Exercise requirements:
Find every line in the records below that contains the word "white" and copy each one.

[Extracted data entries]
----

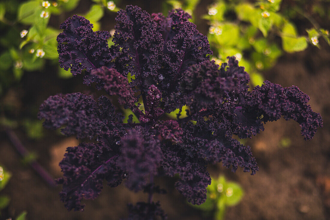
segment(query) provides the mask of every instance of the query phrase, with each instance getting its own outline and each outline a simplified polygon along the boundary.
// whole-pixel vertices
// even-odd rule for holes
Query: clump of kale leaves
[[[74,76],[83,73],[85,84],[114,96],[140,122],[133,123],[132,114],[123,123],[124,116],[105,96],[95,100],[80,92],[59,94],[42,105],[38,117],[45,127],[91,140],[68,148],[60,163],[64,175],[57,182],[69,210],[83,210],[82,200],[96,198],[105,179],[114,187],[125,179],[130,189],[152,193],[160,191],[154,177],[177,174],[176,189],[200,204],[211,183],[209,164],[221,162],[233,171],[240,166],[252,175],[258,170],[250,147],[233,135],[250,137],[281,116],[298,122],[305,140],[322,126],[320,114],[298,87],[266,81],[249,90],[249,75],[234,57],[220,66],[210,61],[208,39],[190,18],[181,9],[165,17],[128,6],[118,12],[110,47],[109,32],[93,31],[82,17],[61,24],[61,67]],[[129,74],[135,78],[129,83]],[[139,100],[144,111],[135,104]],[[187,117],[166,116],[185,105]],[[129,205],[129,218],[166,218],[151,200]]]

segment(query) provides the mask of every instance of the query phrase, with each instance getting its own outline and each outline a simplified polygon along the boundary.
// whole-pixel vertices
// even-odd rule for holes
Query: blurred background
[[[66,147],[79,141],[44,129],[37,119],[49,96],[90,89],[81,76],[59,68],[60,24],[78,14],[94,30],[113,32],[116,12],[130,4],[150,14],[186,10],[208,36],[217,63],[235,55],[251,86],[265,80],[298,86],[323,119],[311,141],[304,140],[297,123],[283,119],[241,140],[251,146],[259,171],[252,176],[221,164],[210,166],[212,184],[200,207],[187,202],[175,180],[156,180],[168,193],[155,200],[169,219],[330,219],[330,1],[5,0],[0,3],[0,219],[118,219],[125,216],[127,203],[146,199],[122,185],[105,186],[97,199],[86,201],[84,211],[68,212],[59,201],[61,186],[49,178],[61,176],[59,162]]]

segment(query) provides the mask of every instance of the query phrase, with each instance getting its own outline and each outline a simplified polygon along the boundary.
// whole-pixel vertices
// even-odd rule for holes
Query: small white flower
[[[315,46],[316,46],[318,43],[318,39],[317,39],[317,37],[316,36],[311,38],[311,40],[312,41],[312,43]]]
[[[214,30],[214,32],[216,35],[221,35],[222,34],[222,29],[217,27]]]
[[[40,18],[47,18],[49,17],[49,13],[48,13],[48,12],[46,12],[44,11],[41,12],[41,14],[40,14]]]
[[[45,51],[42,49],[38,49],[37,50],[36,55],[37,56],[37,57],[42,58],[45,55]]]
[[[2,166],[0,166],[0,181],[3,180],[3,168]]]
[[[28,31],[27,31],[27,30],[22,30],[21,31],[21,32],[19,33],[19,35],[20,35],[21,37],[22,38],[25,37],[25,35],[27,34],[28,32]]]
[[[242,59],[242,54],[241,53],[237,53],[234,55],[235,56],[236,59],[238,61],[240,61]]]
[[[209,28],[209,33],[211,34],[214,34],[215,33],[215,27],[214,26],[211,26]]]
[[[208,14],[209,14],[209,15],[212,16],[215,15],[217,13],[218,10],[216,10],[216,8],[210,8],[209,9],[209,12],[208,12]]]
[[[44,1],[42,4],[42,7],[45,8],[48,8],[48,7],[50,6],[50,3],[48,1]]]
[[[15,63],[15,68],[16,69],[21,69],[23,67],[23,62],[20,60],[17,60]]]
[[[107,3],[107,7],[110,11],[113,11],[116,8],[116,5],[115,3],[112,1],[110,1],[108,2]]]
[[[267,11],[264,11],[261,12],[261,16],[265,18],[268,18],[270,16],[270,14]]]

----

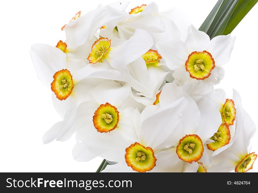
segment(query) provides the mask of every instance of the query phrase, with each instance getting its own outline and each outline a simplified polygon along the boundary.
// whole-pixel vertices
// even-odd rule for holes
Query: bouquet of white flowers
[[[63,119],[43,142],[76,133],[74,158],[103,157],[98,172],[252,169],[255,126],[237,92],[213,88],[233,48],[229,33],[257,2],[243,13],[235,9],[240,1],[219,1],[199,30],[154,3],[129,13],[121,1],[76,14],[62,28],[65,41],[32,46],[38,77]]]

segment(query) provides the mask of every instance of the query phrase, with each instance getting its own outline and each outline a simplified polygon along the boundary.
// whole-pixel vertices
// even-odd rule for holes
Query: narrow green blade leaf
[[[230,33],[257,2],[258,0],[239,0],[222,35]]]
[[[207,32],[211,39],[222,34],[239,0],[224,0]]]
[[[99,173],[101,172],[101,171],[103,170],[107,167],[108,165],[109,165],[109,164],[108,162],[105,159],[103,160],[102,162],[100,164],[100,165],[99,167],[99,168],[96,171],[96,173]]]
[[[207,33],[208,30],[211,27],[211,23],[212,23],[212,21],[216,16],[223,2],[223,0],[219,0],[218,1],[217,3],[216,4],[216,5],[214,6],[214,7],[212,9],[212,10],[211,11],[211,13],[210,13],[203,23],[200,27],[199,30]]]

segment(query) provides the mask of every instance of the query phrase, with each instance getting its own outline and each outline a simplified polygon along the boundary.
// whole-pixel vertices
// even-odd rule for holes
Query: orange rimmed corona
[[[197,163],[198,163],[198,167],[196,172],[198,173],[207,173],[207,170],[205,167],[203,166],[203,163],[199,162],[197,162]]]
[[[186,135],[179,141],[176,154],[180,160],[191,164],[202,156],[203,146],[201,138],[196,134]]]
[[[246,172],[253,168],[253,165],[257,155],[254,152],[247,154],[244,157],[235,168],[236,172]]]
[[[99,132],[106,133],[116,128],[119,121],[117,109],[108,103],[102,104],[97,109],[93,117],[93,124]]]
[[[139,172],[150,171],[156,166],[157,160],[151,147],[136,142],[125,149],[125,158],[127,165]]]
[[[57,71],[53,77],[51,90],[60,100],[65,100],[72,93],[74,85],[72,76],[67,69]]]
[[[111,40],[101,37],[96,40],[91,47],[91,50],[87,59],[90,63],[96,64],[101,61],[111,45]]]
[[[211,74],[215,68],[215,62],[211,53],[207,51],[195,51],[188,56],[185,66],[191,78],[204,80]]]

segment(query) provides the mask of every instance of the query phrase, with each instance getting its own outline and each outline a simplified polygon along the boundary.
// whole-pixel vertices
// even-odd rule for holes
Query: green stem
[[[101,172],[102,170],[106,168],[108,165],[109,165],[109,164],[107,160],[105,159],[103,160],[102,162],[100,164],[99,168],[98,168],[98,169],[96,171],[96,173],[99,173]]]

----

Written reply:
Query: small white flower
Query: bouquet of white flowers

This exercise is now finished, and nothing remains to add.